**TEXTO EM ESTUDO**
——————

Lembra, Joaquim?

Tpm

por Tania Menai

Lembra, Joaquim, quando você me ligou quase às nove da manhã e disse: “Tanita, liga a CNN”? Um pouco mais tarde , você deixou seu escritório e veio pra cá. Minutos depois, apareceram dois repórteres cariocas – tinham chegado naquela manhã, de férias na cidade. Estavam mais perdidos que cego em tiroteio. Passamos o dia ao telefone e na internet entre editores, família, e, pior, buscando os amigos. E o Caio, que não deu sinal de vida o dia todo? Lembra da nossa aflição? Sem falar que enquanto o mundo desabava, vocês, homens, reclamavam da comida natureba da casa. A primeira matéria já estava entregue, mas o telefone não nos deixava sair de casa pra matar a fome.Você e eu éramos famosíssimos por odiar celular – não tínhamos! Aí deixamos aquele recado histórico na secretária eletrônica: “Estamos vivos, só saimos para almoçar. Deixe o seu recado. Valeu!”. Foi a melhor idéia do dia mais surreal que já vivemos.

——————

**DADOS FORNECIDOS**

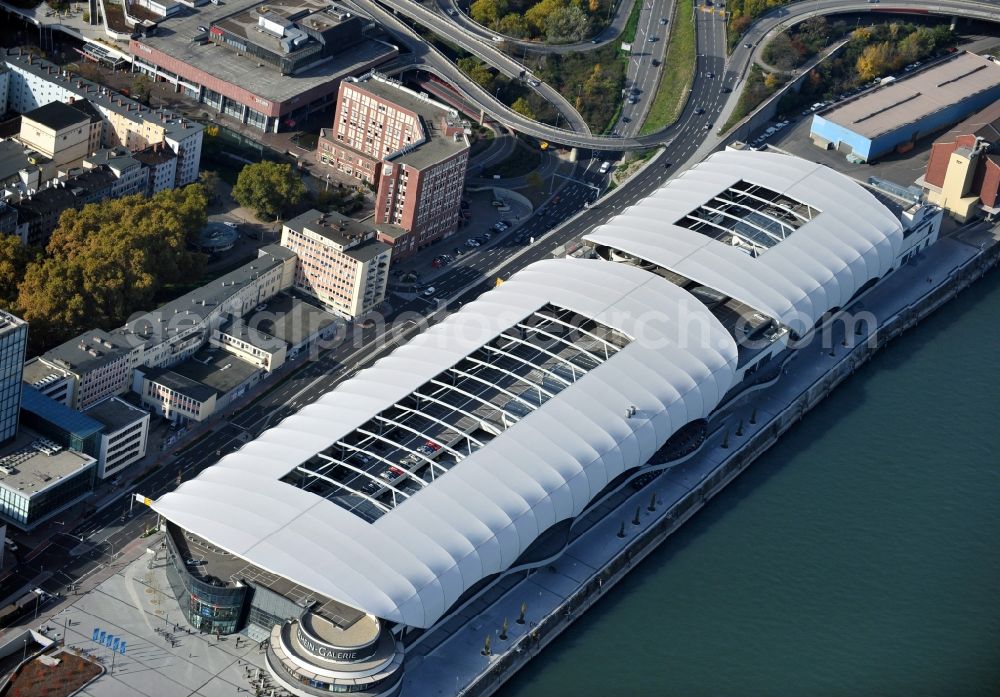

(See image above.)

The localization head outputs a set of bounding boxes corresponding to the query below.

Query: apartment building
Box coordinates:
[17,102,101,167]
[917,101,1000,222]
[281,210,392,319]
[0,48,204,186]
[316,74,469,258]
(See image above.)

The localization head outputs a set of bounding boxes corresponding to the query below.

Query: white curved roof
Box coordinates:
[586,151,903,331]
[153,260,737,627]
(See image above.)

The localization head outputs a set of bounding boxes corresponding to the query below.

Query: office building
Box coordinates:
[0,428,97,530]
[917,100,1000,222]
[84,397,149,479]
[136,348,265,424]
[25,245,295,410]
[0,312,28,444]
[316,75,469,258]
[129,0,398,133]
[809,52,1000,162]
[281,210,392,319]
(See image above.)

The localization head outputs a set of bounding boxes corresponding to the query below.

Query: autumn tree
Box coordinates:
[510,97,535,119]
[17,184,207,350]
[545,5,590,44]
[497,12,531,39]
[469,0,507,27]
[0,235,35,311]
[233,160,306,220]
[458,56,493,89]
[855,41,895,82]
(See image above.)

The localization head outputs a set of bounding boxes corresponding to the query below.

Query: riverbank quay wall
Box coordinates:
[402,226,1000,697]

——————

**TAREFA**
Reproduza, por favor, o texto em estudo na íntegra, sem mudar uma só palavra. Os registros não têm nenhum papel nesta tarefa.

**RESULTADO DO EXERCÍCIO**
Lembra, Joaquim?

Tpm

por Tania Menai

Lembra, Joaquim, quando você me ligou quase às nove da manhã e disse: “Tanita, liga a CNN”? Um pouco mais tarde , você deixou seu escritório e veio pra cá. Minutos depois, apareceram dois repórteres cariocas – tinham chegado naquela manhã, de férias na cidade. Estavam mais perdidos que cego em tiroteio. Passamos o dia ao telefone e na internet entre editores, família, e, pior, buscando os amigos. E o Caio, que não deu sinal de vida o dia todo? Lembra da nossa aflição? Sem falar que enquanto o mundo desabava, vocês, homens, reclamavam da comida natureba da casa. A primeira matéria já estava entregue, mas o telefone não nos deixava sair de casa pra matar a fome.Você e eu éramos famosíssimos por odiar celular – não tínhamos! Aí deixamos aquele recado histórico na secretária eletrônica: “Estamos vivos, só saimos para almoçar. Deixe o seu recado. Valeu!”. Foi a melhor idéia do dia mais surreal que já vivemos.